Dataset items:

§ §

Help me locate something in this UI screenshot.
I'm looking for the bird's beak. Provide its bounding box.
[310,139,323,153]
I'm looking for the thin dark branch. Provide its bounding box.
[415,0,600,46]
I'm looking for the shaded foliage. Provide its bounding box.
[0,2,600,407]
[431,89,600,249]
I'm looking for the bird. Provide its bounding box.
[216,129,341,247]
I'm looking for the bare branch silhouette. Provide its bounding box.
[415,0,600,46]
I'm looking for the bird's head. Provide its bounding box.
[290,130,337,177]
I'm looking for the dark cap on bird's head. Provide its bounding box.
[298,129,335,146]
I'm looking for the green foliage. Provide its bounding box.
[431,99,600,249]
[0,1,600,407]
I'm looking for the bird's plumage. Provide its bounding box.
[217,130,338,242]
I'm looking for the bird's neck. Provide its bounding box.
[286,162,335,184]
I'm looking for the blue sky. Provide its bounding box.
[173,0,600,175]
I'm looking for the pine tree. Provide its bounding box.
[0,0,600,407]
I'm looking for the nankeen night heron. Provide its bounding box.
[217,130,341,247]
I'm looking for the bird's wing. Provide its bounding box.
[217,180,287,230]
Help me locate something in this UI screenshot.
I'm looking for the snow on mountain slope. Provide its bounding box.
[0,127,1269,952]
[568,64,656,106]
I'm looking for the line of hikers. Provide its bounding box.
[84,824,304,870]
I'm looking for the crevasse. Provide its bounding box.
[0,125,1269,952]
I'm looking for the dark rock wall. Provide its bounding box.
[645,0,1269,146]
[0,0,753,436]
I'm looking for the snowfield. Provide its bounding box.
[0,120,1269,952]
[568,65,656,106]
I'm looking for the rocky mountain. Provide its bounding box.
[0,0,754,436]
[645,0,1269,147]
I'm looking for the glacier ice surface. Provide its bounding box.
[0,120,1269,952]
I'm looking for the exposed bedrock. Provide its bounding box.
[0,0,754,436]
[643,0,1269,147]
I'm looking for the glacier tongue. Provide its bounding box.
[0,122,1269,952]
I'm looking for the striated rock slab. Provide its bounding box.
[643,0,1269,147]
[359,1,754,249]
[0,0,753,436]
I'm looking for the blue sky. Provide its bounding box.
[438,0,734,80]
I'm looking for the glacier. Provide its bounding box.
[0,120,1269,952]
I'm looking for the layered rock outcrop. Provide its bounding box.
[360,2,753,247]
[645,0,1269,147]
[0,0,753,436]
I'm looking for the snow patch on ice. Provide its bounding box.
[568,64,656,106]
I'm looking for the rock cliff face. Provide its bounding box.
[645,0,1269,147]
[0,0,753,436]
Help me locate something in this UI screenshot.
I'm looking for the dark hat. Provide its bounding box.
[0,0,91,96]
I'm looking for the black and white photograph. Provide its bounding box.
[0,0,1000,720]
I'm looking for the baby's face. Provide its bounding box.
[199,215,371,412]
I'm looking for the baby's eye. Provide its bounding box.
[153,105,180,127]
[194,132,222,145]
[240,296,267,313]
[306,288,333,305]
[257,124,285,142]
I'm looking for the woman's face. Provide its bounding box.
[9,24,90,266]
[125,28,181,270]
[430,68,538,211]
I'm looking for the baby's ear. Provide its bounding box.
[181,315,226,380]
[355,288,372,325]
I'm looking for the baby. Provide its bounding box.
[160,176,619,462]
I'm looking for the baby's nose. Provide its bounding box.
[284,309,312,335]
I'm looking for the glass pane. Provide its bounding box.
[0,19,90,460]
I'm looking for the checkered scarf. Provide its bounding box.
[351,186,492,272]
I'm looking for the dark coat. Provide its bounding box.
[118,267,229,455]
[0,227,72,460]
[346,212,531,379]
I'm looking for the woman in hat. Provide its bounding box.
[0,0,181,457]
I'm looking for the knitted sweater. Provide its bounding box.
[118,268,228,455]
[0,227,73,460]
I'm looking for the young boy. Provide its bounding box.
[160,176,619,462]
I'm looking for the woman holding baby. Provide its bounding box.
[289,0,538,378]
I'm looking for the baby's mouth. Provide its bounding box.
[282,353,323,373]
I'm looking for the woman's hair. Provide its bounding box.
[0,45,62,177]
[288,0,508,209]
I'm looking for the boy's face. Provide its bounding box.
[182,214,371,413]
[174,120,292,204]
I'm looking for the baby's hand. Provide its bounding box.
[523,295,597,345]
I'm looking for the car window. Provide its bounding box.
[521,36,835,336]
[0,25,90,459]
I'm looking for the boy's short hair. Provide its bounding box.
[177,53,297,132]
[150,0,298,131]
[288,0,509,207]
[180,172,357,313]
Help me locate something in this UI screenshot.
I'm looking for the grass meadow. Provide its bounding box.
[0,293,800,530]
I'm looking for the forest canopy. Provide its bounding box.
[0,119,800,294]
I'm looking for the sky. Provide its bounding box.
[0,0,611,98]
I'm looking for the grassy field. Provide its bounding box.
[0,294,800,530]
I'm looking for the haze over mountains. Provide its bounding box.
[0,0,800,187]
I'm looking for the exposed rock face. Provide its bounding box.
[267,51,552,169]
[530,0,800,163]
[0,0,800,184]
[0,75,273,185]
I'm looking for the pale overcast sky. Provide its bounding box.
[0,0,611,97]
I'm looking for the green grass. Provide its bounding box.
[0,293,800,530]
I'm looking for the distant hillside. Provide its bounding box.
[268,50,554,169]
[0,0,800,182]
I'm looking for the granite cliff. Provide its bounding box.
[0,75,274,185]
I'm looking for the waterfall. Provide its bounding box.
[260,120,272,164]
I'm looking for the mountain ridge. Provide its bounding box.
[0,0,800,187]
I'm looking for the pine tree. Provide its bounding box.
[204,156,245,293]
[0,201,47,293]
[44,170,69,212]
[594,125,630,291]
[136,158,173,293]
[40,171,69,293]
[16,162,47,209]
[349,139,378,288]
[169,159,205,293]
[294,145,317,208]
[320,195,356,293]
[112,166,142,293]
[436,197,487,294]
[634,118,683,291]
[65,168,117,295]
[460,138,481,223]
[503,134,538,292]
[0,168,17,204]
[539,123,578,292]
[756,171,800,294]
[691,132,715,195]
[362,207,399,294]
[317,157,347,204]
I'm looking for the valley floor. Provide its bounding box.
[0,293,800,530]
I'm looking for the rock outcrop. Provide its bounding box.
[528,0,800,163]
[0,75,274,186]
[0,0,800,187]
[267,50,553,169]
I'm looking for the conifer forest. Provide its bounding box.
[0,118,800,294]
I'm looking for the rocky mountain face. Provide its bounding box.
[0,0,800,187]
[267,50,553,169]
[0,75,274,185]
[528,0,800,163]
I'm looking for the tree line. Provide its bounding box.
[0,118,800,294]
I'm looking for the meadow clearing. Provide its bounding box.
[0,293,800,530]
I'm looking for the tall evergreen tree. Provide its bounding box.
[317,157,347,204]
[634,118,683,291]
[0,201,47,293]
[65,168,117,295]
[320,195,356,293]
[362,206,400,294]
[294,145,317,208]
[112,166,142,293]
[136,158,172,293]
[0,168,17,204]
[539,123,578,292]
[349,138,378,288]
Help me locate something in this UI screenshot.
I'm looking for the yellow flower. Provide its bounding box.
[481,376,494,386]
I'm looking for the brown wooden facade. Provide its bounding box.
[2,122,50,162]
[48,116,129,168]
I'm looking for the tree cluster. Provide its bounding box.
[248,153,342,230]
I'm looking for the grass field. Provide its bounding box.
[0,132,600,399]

§ §

Copy every line of the material above word for word, from start to finish.

Correct response:
Help me locate something in this UI screenshot.
I'm looking for the bird's beak. Provide its bounding box.
[310,139,323,153]
I'm looking for the thin dark branch. Provide its bounding box.
[415,0,600,46]
I'm looking for the shaded foliage. Provide its bounding box.
[0,2,600,407]
[431,89,600,249]
I'm looking for the bird. Provide its bounding box.
[216,129,341,247]
I'm looking for the bare branch silhouette. Provide its bounding box.
[415,0,600,46]
I'm looking for the bird's head. Provide its bounding box.
[290,130,337,177]
I'm looking for the dark cap on bird's head. Provide its bounding box.
[298,129,335,146]
I'm looking for the green foliage. Provide its bounding box.
[431,99,600,249]
[0,1,600,407]
I'm looking for the bird's plumage. Provide its bounding box.
[217,130,338,242]
I'm looking for the bird's neck. Provide its bounding box.
[286,162,335,184]
I'm looking for the blue sky. Provide its bounding box.
[173,0,600,175]
I'm looking for the pine tree. Provide its bounding box.
[0,0,600,407]
I'm looking for the nankeen night heron. Provide its bounding box.
[217,130,341,247]
I'm looking for the bird's wing. Provide its bounding box.
[217,180,287,230]
Help me locate something in this UI screenshot.
I'm looking for the snow on mountain slope. Provide its bounding box.
[0,127,1269,952]
[568,64,656,106]
I'm looking for the line of hikers. Provide its bounding box.
[84,824,304,870]
I'm looking for the crevasse. Provide its bounding box.
[0,125,1269,952]
I'm looking for the dark rock wall. Provide its bounding box.
[645,0,1269,146]
[0,0,753,436]
I'm looking for the snowfield. Provide its bounding box.
[0,120,1269,952]
[568,65,656,106]
I'm looking for the rocky mountain. Provide its bounding box.
[0,0,754,436]
[645,0,1269,147]
I'm looking for the glacier ice surface. Provide its bounding box.
[0,120,1269,952]
I'm looking for the exposed bedrock. Provide its bounding box.
[0,0,754,436]
[643,0,1269,147]
I'm looking for the glacier tongue. Provide its bounding box.
[0,122,1269,952]
I'm looking for the striated rock slab. Provide its bounding box.
[643,0,1269,147]
[359,1,754,249]
[0,0,753,436]
I'm looking for the blue sky. Provide its bounding box.
[438,0,734,80]
I'm looking for the glacier. Provide its bounding box.
[0,120,1269,952]
I'm looking for the layered rock outcrop. Provide its bounding box.
[360,2,753,247]
[645,0,1269,147]
[0,0,753,436]
I'm looking for the snow patch on ice. Provide its bounding box.
[568,64,656,106]
I'm looking for the rock cliff face. Provide its bounding box.
[645,0,1269,147]
[0,0,753,436]
Help me locate something in this UI screenshot.
I'm looking for the dark hat. Provide its bounding box.
[0,0,91,96]
I'm looking for the black and white photograph. Provide its bounding box.
[0,0,1000,720]
I'm looking for the baby's face. Provide its bounding box.
[199,215,371,412]
I'm looking for the baby's eye. Provide its bounding box.
[153,105,180,127]
[194,132,222,145]
[240,296,267,313]
[306,288,333,305]
[257,124,285,142]
I'm looking for the woman's face. Provide its bounding box.
[9,24,90,266]
[125,28,181,270]
[430,68,538,211]
I'm looking for the baby's ear. Provide its bounding box.
[181,315,226,380]
[355,288,372,325]
I'm looking for the baby. Provide its bounding box.
[160,176,619,462]
I'm looking for the baby's nose. Provide its bounding box.
[284,309,312,335]
I'm looking for the glass pane. Provide its bounding box.
[0,19,90,460]
I'm looking for the checkered scarf. Provide its bounding box.
[351,186,492,272]
I'm looking for the dark coat. Provide its bounding box.
[118,267,229,455]
[0,227,72,460]
[346,212,531,379]
I'm looking for the woman in hat. Provide its bounding box.
[0,0,181,457]
I'm looking for the knitted sweater. Provide its bounding box.
[118,268,228,455]
[0,227,73,460]
I'm looking for the young boy. Provide its bounding box.
[160,176,619,462]
I'm looking for the woman holding baby. Provide its bounding box.
[289,0,538,378]
I'm looking for the baby's mouth. Provide its bounding box.
[282,353,323,373]
I'm looking for the woman's hair. Provide its bounding box.
[0,45,62,177]
[288,0,508,209]
I'm looking for the boy's face. Provide its bounding box.
[182,214,371,413]
[174,120,292,204]
I'm looking for the baby's hand. Provide its bounding box.
[523,295,597,345]
I'm looking for the car window. Provide its bounding box.
[521,36,835,336]
[0,25,90,459]
I'm looking for the boy's short hair. Provide its bounding box.
[177,53,297,132]
[150,0,298,131]
[288,0,509,207]
[180,172,357,313]
Help me locate something in this UI screenshot.
I'm looking for the grass meadow. Provide its bounding box.
[0,293,800,530]
I'm looking for the forest canopy. Provide its bounding box.
[0,119,800,294]
I'm looking for the sky. Provide its bounding box.
[0,0,611,98]
I'm looking for the grassy field. Provide its bounding box.
[0,294,800,530]
I'm looking for the haze over mountains. Provide its bounding box.
[0,0,800,187]
I'm looking for the exposed rock face. Provide its bounding box.
[267,51,552,169]
[530,0,800,163]
[0,0,800,184]
[0,75,273,185]
I'm looking for the pale overcast sky. Provide its bounding box.
[0,0,611,97]
I'm looking for the green grass. Provide its bounding box.
[0,293,800,530]
I'm looking for the distant hillside. Provide its bounding box.
[268,50,554,169]
[0,0,800,182]
I'm looking for the granite cliff. Provide its bounding box.
[0,75,274,185]
I'm looking for the waterfall. Provide its bounding box.
[260,120,272,164]
I'm looking for the mountain ridge. Provide its bounding box.
[0,0,800,187]
I'm looking for the pine tree. Provide its bounding box.
[204,156,245,293]
[0,201,47,293]
[44,170,69,212]
[594,125,630,291]
[136,158,173,293]
[40,171,69,293]
[16,162,47,209]
[349,139,378,288]
[169,159,205,293]
[294,145,317,208]
[320,195,356,293]
[112,166,142,293]
[436,197,487,294]
[634,118,683,291]
[65,168,117,295]
[460,138,481,223]
[503,134,538,292]
[0,168,17,204]
[539,123,578,292]
[756,171,800,294]
[691,132,715,195]
[362,207,399,294]
[317,157,347,204]
I'm looking for the valley floor. Provide its bounding box.
[0,293,800,530]
I'm looking for the rock outcrop. Provide its bounding box.
[528,0,800,163]
[0,75,274,186]
[0,0,800,187]
[267,50,553,169]
I'm looking for the conifer forest. Provide its bounding box.
[0,118,800,294]
I'm looking for the rocky mountain face. Provide its bounding box.
[0,0,800,187]
[267,50,553,169]
[0,75,274,185]
[528,0,800,163]
I'm looking for the tree line. Provide its bounding box.
[0,118,800,294]
I'm looking for the meadow clearing. Provide its bounding box.
[0,293,800,530]
I'm looking for the tall evergreen tree. Provide its bounding box.
[317,157,347,204]
[634,118,683,291]
[0,201,47,293]
[65,168,117,295]
[320,195,356,293]
[362,206,400,294]
[294,145,317,208]
[112,166,142,293]
[136,158,172,293]
[0,168,17,204]
[539,123,578,292]
[349,138,378,288]
Help me locate something in this UI screenshot.
I'm looking for the yellow flower. Provide its bounding box.
[481,376,494,386]
I'm looking for the brown wooden facade. Provide its bounding box.
[2,122,50,162]
[48,116,129,168]
I'm looking for the tree cluster. Provide its bounding box.
[248,153,342,230]
I'm looking for the grass field. Provide its bounding box.
[0,132,600,399]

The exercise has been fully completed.